Written task
Arrange the rows below as a two-column CSV with the header row "request" and "answer", one row for each request. Place the request text and its answer each in a single quoted field, and replace any line breaks with spaces.

━━ Data

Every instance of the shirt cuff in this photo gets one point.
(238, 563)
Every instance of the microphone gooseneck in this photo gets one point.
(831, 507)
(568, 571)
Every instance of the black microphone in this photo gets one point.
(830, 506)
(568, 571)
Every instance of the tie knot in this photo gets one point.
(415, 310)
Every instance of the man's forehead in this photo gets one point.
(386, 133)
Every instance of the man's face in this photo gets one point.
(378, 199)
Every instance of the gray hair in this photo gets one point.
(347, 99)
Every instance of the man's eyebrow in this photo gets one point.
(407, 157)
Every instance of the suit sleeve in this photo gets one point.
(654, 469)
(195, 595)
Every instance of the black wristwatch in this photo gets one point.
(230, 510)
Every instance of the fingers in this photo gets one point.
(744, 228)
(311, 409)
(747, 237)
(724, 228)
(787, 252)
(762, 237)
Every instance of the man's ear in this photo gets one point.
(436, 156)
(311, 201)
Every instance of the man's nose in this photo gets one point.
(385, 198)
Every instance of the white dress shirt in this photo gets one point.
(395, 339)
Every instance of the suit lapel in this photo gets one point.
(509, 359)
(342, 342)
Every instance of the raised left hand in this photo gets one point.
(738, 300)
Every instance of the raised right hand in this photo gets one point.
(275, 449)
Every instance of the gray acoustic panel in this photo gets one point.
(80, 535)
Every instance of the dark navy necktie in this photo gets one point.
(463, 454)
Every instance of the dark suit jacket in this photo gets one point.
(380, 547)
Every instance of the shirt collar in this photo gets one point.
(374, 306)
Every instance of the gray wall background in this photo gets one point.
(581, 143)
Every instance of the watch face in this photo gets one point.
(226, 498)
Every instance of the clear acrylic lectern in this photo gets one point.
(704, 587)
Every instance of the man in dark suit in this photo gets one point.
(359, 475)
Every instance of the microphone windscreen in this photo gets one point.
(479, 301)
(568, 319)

━━━━

The response
request,answer
"Every instance of the shirt cuff in this photo gets one point.","(238, 563)"
"Every instance of the microphone gooseneck in this photo gets one point.","(831, 507) (568, 571)"
"Every instance of the black microphone in this photo gets one point.","(830, 506) (568, 571)"
"Every instance of the tie knot in this photo gets one point.","(415, 310)"
"Every instance of the man's forehead in this photo gets one point.","(386, 133)"
"Every instance of the man's face in this photo gets one point.","(378, 199)"
"Every instance of the gray hair in this photo gets one point.","(347, 99)"
"Every instance of the man's eyebrow in this photo gets one point.","(407, 157)"
"Every instance of the suit sleeve in this photo gets one point.","(654, 469) (195, 595)"
"Every instance of the black wristwatch in this photo gets one point.","(230, 510)"
"Every instance of the fingers in this photo gets one point.","(744, 228) (311, 409) (747, 237) (724, 228) (787, 252) (762, 237)"
"Every instance of the man's ear in this photo gets one point.","(436, 156) (311, 201)"
"Every instance of the man's nose in this photo gets one point.","(385, 198)"
"Every instance of the white dress shirt in this photo gets one point.","(395, 339)"
"Every instance of the suit lapel in this photo gets one point.","(509, 359) (342, 342)"
"Every instance of the raised left hand in this photo gets one point.","(738, 300)"
"Every instance of the raised right hand in this photo gets one point.","(275, 449)"
"Every instance of the gray acoustic panel in this photo gets one point.","(80, 535)"
"Every instance of the dark navy necktie in this photo gets one point.","(463, 454)"
"Every instance of the dark suit jacket in this photo gets one point.","(380, 547)"
"Every instance of the shirt collar in this photo gets one point.","(374, 306)"
"Every instance of the gray wall background in this photo gets one point.","(581, 143)"
"Every instance of the watch face in this photo gets one point.","(226, 498)"
"Every instance of the clear acrylic lectern in this photo gets one point.","(704, 587)"
"Every instance of the man in dark suit in this photo gets one point.","(359, 475)"
"Every instance of the microphone windscreen in this photo gets one point.","(479, 301) (568, 319)"